### Exercise requirements
Repeat the lines from the start of the records through the line containing "positive clicks: (349, 3)", changing "rough mask" to "coarse mask" and keeping everything else the same. Leave out the pictures.

### Available data
-=-=-=-=-

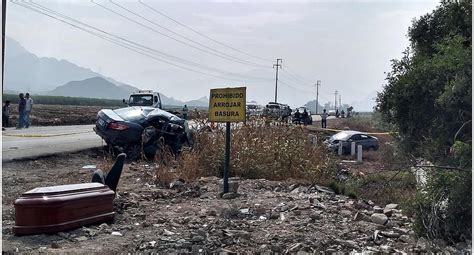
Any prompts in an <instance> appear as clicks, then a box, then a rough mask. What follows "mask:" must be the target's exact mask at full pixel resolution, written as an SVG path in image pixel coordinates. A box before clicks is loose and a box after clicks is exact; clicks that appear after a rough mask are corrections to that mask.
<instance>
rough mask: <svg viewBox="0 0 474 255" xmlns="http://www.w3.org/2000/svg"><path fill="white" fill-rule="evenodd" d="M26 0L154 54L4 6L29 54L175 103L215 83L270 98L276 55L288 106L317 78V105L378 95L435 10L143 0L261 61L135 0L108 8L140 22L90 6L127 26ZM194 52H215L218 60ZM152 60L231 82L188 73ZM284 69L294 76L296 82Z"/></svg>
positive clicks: (349, 3)
mask: <svg viewBox="0 0 474 255" xmlns="http://www.w3.org/2000/svg"><path fill="white" fill-rule="evenodd" d="M35 2H36V3H39V4H41V5H43V6H45V7H47V8H50V9H53V10H55V11H58V12H60V13H62V14H64V15H67V16H68V17H71V18H74V19H77V20H79V21H81V22H83V23H85V24H87V25H90V26H93V27H95V28H98V29H101V30H103V31H106V32H108V33H110V34H113V35H115V36H118V37H121V38H123V39H126V40H129V41H131V42H133V43H138V44H140V45H143V46H146V47H147V49H146V51H147V52H143V51H142V53H145V54H148V55H150V56H152V57H153V58H151V57H149V56H144V55H142V54H139V53H137V52H134V51H131V50H129V49H125V48H122V47H121V46H118V45H115V44H113V43H111V42H109V41H106V40H104V39H101V38H98V37H96V36H94V35H91V34H89V33H86V32H84V31H82V30H79V29H77V28H75V27H72V26H70V25H67V24H64V23H61V22H59V21H57V20H54V19H51V18H49V17H47V16H44V15H42V14H38V13H36V12H34V11H31V10H28V9H25V8H23V7H21V6H18V5H15V4H12V3H10V2H9V3H8V12H7V19H8V21H7V35H9V36H10V37H12V38H14V39H15V40H17V41H18V42H20V43H21V44H22V45H23V46H24V47H25V48H26V49H27V50H29V51H31V52H32V53H34V54H36V55H38V56H41V57H43V56H44V57H55V58H58V59H66V60H68V61H70V62H73V63H75V64H77V65H80V66H83V67H87V68H90V69H92V70H94V71H97V72H100V73H102V74H104V75H106V76H110V77H112V78H114V79H116V80H119V81H122V82H124V83H128V84H131V85H134V86H136V87H139V88H143V89H154V90H157V91H159V92H162V93H164V94H165V95H168V96H172V97H175V98H177V99H180V100H189V99H196V98H199V97H202V96H208V95H209V89H210V88H214V87H234V86H247V91H248V92H247V100H249V101H250V100H256V101H258V102H260V103H262V104H263V103H266V102H268V101H273V98H274V90H275V81H274V79H275V70H274V69H273V68H272V65H273V64H274V63H275V59H276V58H281V59H283V63H282V70H281V72H280V78H281V80H282V82H283V83H279V86H278V87H279V89H278V101H280V102H283V103H289V104H290V105H292V106H297V105H301V104H304V103H305V102H307V101H308V100H311V99H314V98H315V96H316V95H315V94H316V89H315V87H314V83H315V82H316V80H321V81H322V86H321V87H320V102H321V103H324V102H327V101H334V94H333V93H334V91H335V90H338V91H340V94H341V95H342V101H343V103H344V102H346V103H349V102H352V101H357V100H360V99H362V98H364V97H365V96H367V95H368V94H370V93H372V92H373V91H376V90H380V89H381V88H382V84H384V78H385V74H384V72H387V71H389V70H390V59H393V58H399V57H400V56H401V52H402V51H403V50H404V49H405V48H406V47H407V46H408V44H409V42H408V39H407V36H406V34H407V29H408V27H409V26H410V24H411V21H412V19H413V18H415V17H419V16H420V15H423V14H425V13H428V12H430V11H432V10H433V9H434V8H435V7H436V6H437V5H438V2H437V1H376V2H372V1H328V2H322V1H304V2H302V1H298V2H295V1H283V2H258V1H239V2H234V1H224V2H223V1H214V2H210V1H206V2H204V1H186V2H184V1H172V2H171V1H167V2H164V1H150V0H142V2H144V3H146V4H147V5H149V6H151V7H152V8H154V9H155V10H158V11H160V12H162V13H164V14H166V15H168V16H169V17H172V18H174V19H176V20H177V21H179V22H182V23H183V24H186V25H188V26H190V27H192V28H193V29H195V30H197V31H199V32H201V33H202V34H204V35H206V36H208V37H210V38H213V39H215V40H218V41H219V42H223V43H225V44H226V45H228V46H231V47H233V48H235V49H237V50H240V51H243V52H245V53H246V54H249V55H252V56H257V57H260V58H263V59H268V60H262V59H260V58H255V57H251V56H248V55H245V54H242V53H241V52H238V51H235V50H232V49H229V48H227V47H225V46H223V45H220V44H218V43H215V42H213V41H210V40H208V39H206V38H204V37H202V36H200V35H198V34H196V33H194V32H192V31H190V30H187V29H186V28H184V27H182V26H180V25H178V24H176V23H174V22H173V21H171V20H170V19H167V18H165V17H164V16H160V15H159V14H158V13H156V12H154V11H153V10H151V9H149V8H147V7H146V6H144V5H143V4H140V3H139V2H138V1H114V2H115V3H118V4H119V5H120V6H123V7H124V8H126V9H128V10H130V11H132V12H135V13H137V14H139V15H141V16H143V17H144V18H145V19H147V20H145V19H143V18H140V17H138V16H134V14H132V13H130V12H127V11H126V10H125V9H122V8H120V7H119V6H117V5H114V4H113V3H111V2H109V1H103V0H96V2H97V3H99V4H101V5H103V6H105V7H107V8H110V9H112V10H114V11H116V12H118V13H120V14H121V15H125V16H126V17H128V18H129V19H130V20H132V21H130V20H127V19H126V18H124V17H121V16H118V15H116V14H114V13H112V12H110V11H108V10H105V9H103V8H101V7H100V6H98V5H96V4H94V3H92V2H91V1H35ZM133 21H135V22H139V23H141V24H142V25H139V24H136V23H134V22H133ZM81 26H83V25H81ZM159 26H162V27H164V28H166V29H168V30H169V31H168V30H165V29H163V28H160V27H159ZM147 27H148V28H147ZM170 31H171V32H170ZM159 33H162V34H166V35H168V36H170V37H174V38H175V39H177V40H180V41H182V42H184V43H187V44H190V45H194V46H195V47H197V48H200V49H202V50H201V51H200V50H197V49H195V48H192V47H190V46H189V45H185V44H183V43H180V42H178V41H176V40H172V39H170V38H168V37H165V36H163V35H161V34H159ZM173 33H176V34H178V35H176V34H173ZM101 36H103V35H101ZM188 39H191V40H193V41H195V42H197V43H199V45H198V44H195V43H194V42H191V41H189V40H188ZM203 51H207V52H211V53H213V54H217V55H219V54H221V55H220V56H221V57H217V56H215V55H212V54H208V53H206V52H203ZM215 51H218V52H215ZM158 52H159V53H158ZM162 53H165V54H169V55H171V58H174V60H166V59H165V58H164V57H163V55H161V56H160V55H157V54H162ZM222 54H225V55H222ZM175 57H178V58H180V59H179V60H178V61H179V62H175V61H176V58H175ZM155 58H159V59H163V60H166V61H169V62H172V63H175V64H178V65H181V66H184V67H186V68H188V69H193V70H197V71H200V72H205V73H208V74H213V75H217V76H222V77H227V78H230V79H237V80H239V81H233V80H225V79H221V78H215V77H211V76H207V75H204V74H200V73H195V72H191V71H188V70H184V69H181V68H178V67H175V66H171V65H169V64H166V63H163V62H160V61H158V60H156V59H155ZM229 58H230V59H231V60H233V61H230V60H228V59H229ZM182 61H188V62H182ZM189 61H191V62H192V63H190V62H189ZM242 62H243V63H242ZM249 62H250V63H249ZM197 65H200V66H197ZM216 69H217V70H216ZM289 73H296V74H297V75H299V76H298V77H299V78H295V75H290V74H289ZM235 74H238V76H236V75H235ZM301 77H302V78H301ZM303 79H304V80H303ZM58 85H59V84H58ZM290 86H291V87H293V88H291V87H290Z"/></svg>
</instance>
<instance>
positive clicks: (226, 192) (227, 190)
mask: <svg viewBox="0 0 474 255" xmlns="http://www.w3.org/2000/svg"><path fill="white" fill-rule="evenodd" d="M229 168H230V122H226V123H225V156H224V194H225V193H228V192H229Z"/></svg>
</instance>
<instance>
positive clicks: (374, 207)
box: [373, 206, 383, 213]
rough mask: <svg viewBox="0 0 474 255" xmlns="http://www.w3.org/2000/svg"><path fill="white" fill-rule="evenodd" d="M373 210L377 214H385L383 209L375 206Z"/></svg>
mask: <svg viewBox="0 0 474 255" xmlns="http://www.w3.org/2000/svg"><path fill="white" fill-rule="evenodd" d="M373 210H374V212H375V213H383V209H382V207H380V206H374V207H373Z"/></svg>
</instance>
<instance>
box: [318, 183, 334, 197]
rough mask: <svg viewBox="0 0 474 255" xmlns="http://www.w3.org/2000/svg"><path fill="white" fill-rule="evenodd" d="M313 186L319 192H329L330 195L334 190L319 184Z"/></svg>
mask: <svg viewBox="0 0 474 255" xmlns="http://www.w3.org/2000/svg"><path fill="white" fill-rule="evenodd" d="M314 187H315V188H316V190H317V191H319V192H323V193H327V194H331V195H334V194H335V193H334V191H333V190H332V189H330V188H328V187H324V186H319V185H315V186H314Z"/></svg>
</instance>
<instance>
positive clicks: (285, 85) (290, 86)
mask: <svg viewBox="0 0 474 255" xmlns="http://www.w3.org/2000/svg"><path fill="white" fill-rule="evenodd" d="M278 81H279V82H280V83H281V84H283V85H285V86H287V87H289V88H292V89H295V90H298V91H300V92H301V93H304V94H308V93H314V92H313V91H309V90H304V89H301V88H298V87H295V86H292V85H290V84H289V83H288V82H286V81H285V80H282V79H279V80H278Z"/></svg>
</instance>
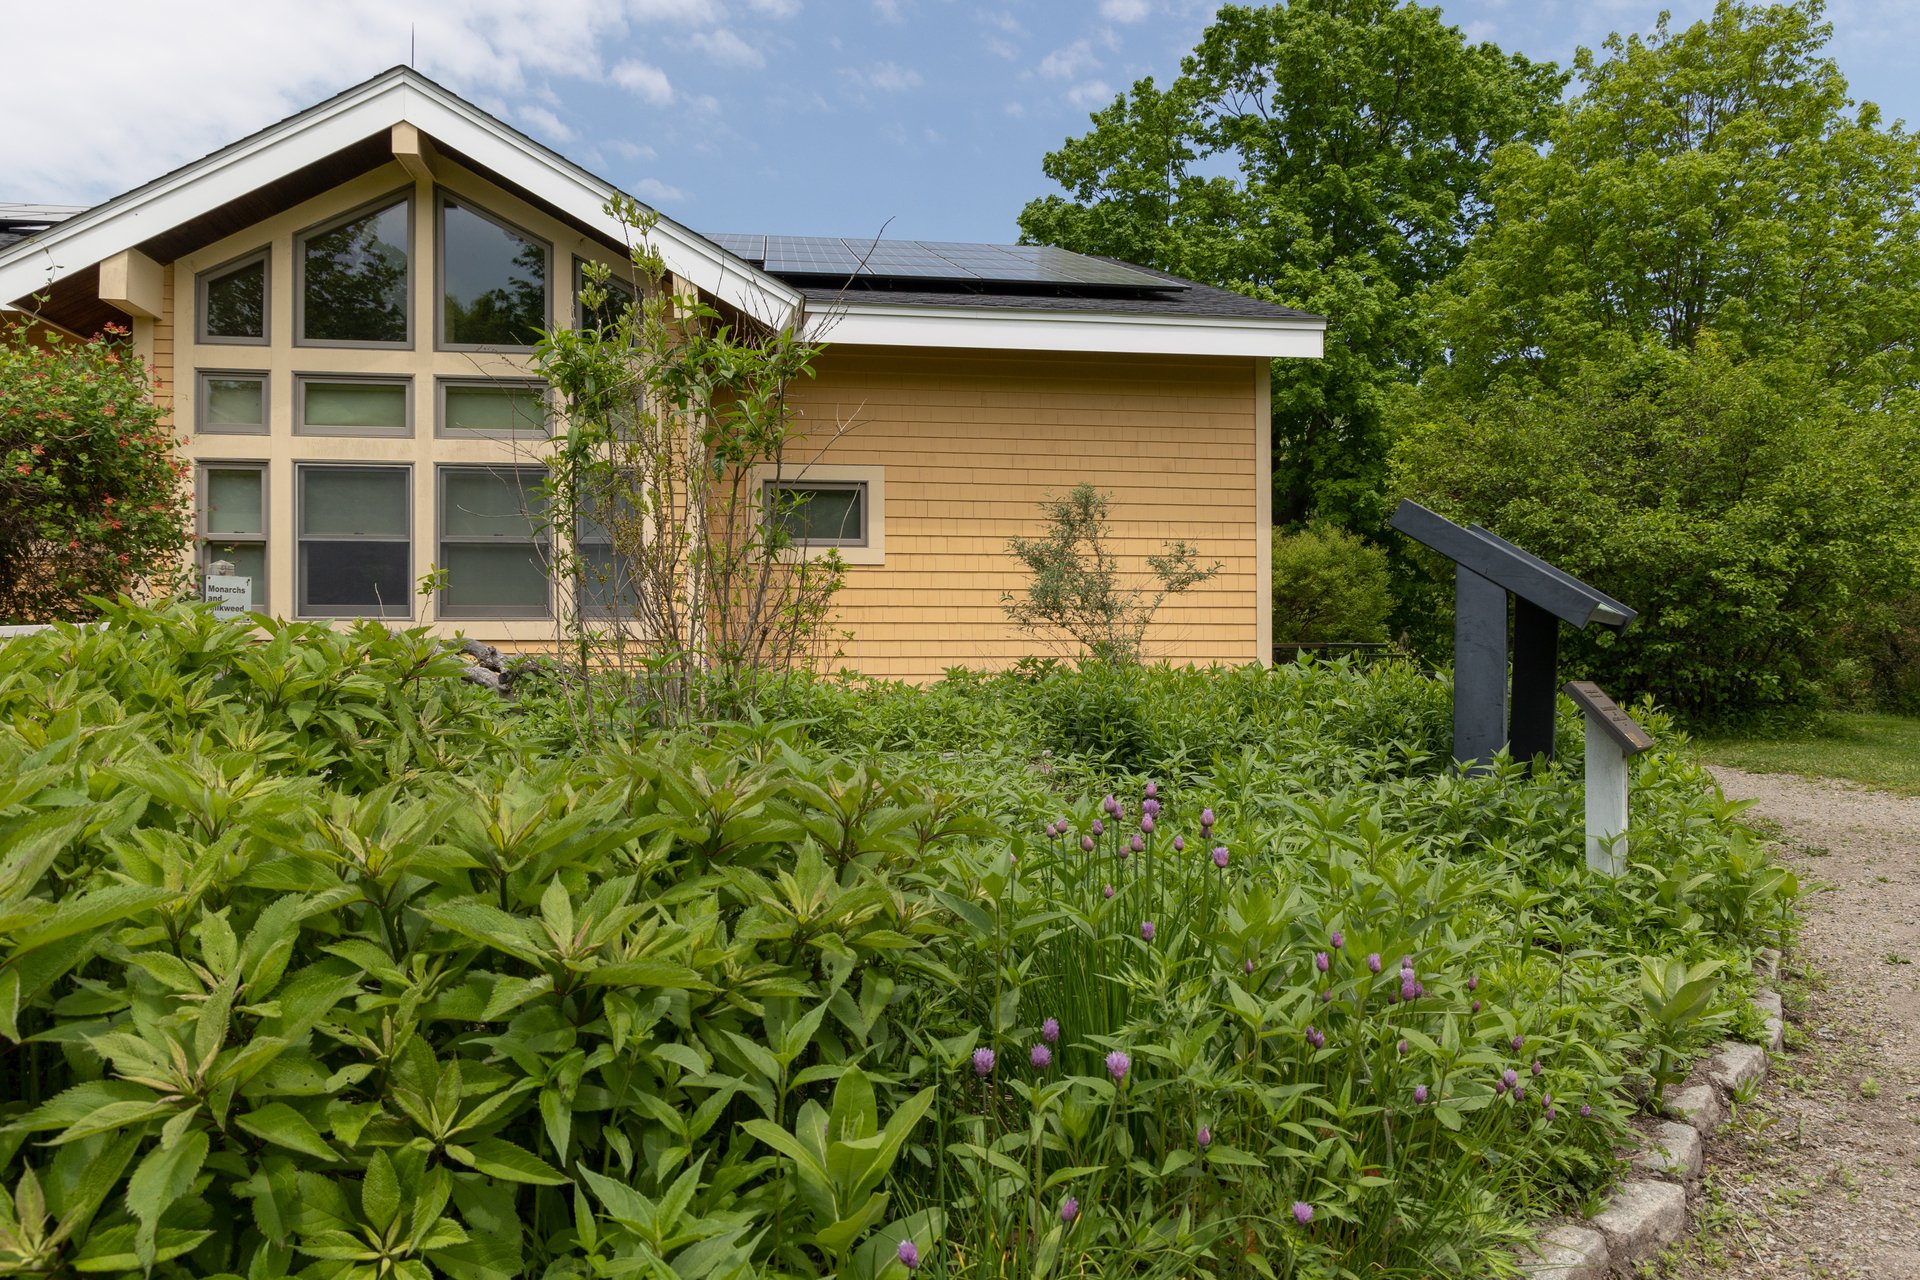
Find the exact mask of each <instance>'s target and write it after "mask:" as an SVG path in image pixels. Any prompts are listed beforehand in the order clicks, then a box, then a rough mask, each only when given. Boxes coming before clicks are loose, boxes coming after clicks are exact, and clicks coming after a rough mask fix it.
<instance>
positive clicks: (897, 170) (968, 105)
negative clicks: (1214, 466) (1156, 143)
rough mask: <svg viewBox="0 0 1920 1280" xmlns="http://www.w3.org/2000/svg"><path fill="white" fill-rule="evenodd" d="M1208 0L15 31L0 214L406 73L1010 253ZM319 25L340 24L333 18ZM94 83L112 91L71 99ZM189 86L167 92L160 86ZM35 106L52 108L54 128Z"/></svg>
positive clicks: (795, 214)
mask: <svg viewBox="0 0 1920 1280" xmlns="http://www.w3.org/2000/svg"><path fill="white" fill-rule="evenodd" d="M1442 8H1444V12H1446V17H1448V21H1453V23H1457V25H1461V27H1465V29H1467V33H1469V35H1471V36H1473V38H1484V40H1494V42H1496V44H1500V46H1503V48H1509V50H1519V52H1524V54H1528V56H1534V58H1551V59H1559V61H1565V59H1567V58H1569V56H1571V54H1572V50H1574V48H1576V46H1578V44H1597V42H1599V40H1601V38H1605V35H1607V33H1609V31H1645V29H1649V27H1651V25H1653V19H1655V17H1657V13H1659V10H1661V8H1668V10H1672V13H1674V21H1676V23H1684V21H1692V19H1695V17H1699V15H1703V13H1707V12H1711V0H1665V4H1661V0H1584V2H1580V0H1457V2H1455V4H1444V6H1442ZM1213 10H1215V4H1210V2H1196V0H459V2H444V0H415V2H413V4H409V2H405V0H328V2H326V4H313V2H311V0H252V2H248V4H225V2H223V4H211V2H200V0H171V2H159V4H121V2H117V0H108V2H106V4H92V6H77V4H33V6H17V8H13V12H10V15H8V19H6V21H8V40H6V48H4V50H0V84H6V86H8V90H10V92H8V98H10V111H8V113H10V117H12V121H10V129H6V130H0V200H38V201H58V203H90V201H96V200H102V198H106V196H111V194H115V192H121V190H127V188H131V186H136V184H140V182H144V180H148V178H152V177H157V175H159V173H165V171H167V169H171V167H175V165H179V163H182V161H188V159H194V157H196V155H204V154H205V152H209V150H215V148H217V146H223V144H227V142H230V140H234V138H238V136H244V134H246V132H252V130H253V129H259V127H261V125H267V123H271V121H275V119H280V117H284V115H288V113H292V111H298V109H300V107H305V106H309V104H313V102H317V100H321V98H324V96H328V94H332V92H336V90H340V88H346V86H348V84H353V83H357V81H361V79H365V77H369V75H372V73H374V71H380V69H384V67H390V65H394V63H399V61H407V58H409V40H411V44H413V58H415V65H419V69H420V71H424V73H426V75H432V77H434V79H438V81H442V83H444V84H447V86H449V88H453V90H455V92H461V94H465V96H467V98H470V100H474V102H478V104H480V106H484V107H488V109H490V111H493V113H497V115H501V117H505V119H507V121H511V123H515V125H516V127H520V129H524V130H526V132H530V134H534V136H536V138H540V140H541V142H547V144H549V146H553V148H555V150H559V152H563V154H566V155H570V157H574V159H576V161H580V163H584V165H586V167H589V169H593V171H595V173H599V175H603V177H607V178H609V180H612V182H618V184H622V186H624V188H626V190H630V192H632V194H636V196H639V198H643V200H647V201H649V203H655V205H657V207H659V209H662V211H664V213H668V215H670V217H676V219H680V221H684V223H687V225H691V226H695V228H701V230H755V232H760V230H764V232H785V234H845V236H874V234H877V232H879V230H881V226H885V234H889V236H897V238H916V240H1012V238H1014V234H1016V223H1014V219H1016V215H1018V213H1020V207H1021V203H1025V201H1027V200H1029V198H1033V196H1037V194H1044V192H1046V190H1048V182H1046V178H1044V177H1043V175H1041V167H1039V165H1041V157H1043V155H1044V154H1046V152H1048V150H1050V148H1054V146H1058V144H1060V142H1062V140H1064V138H1068V136H1071V134H1075V132H1081V130H1085V127H1087V113H1089V111H1091V109H1094V107H1098V106H1104V104H1106V102H1108V100H1112V96H1114V92H1117V90H1119V88H1123V86H1127V84H1131V83H1133V81H1135V79H1137V77H1142V75H1154V77H1160V79H1165V77H1171V75H1173V73H1175V71H1177V67H1179V59H1181V54H1185V52H1187V50H1188V48H1192V44H1194V38H1196V36H1198V35H1200V31H1202V29H1204V27H1206V23H1208V19H1210V15H1212V13H1213ZM317 15H324V19H317ZM1828 17H1830V21H1832V23H1834V29H1836V38H1834V44H1832V54H1834V56H1836V58H1837V59H1839V65H1841V69H1843V71H1845V73H1847V77H1849V81H1851V83H1853V88H1855V96H1857V98H1872V100H1876V102H1880V104H1882V107H1884V109H1885V111H1887V115H1889V117H1905V119H1910V121H1914V119H1920V88H1916V84H1914V77H1912V71H1910V63H1912V52H1914V50H1920V2H1916V0H1834V2H1832V4H1830V8H1828ZM75 77H86V81H90V83H92V84H98V86H100V88H102V92H100V94H92V96H86V98H81V96H77V94H75V90H73V84H75ZM169 86H173V92H169ZM35 104H48V107H46V109H44V111H40V109H36V107H35Z"/></svg>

-=-=-=-=-

### The completed task
Any prompts in an <instance> appear as clicks, then a box, then a coarse mask. What follows "mask:" must be the target's exact mask at full pixel resolution, written as an SVG path in image pixel coordinates. A box before clicks is loose and a box after clicks is exact; clicks that appear after a coarse mask are corrections to that mask.
<instance>
coarse mask: <svg viewBox="0 0 474 255" xmlns="http://www.w3.org/2000/svg"><path fill="white" fill-rule="evenodd" d="M26 0L154 54L4 6L29 54L175 103L215 83L270 98L276 55L288 106L317 78V105L378 95L435 10L143 0L261 61L135 0L108 8L140 22L90 6L127 26ZM194 52H215L218 60ZM152 60L231 82L188 73ZM284 69L294 76L296 82Z"/></svg>
positive clicks: (349, 3)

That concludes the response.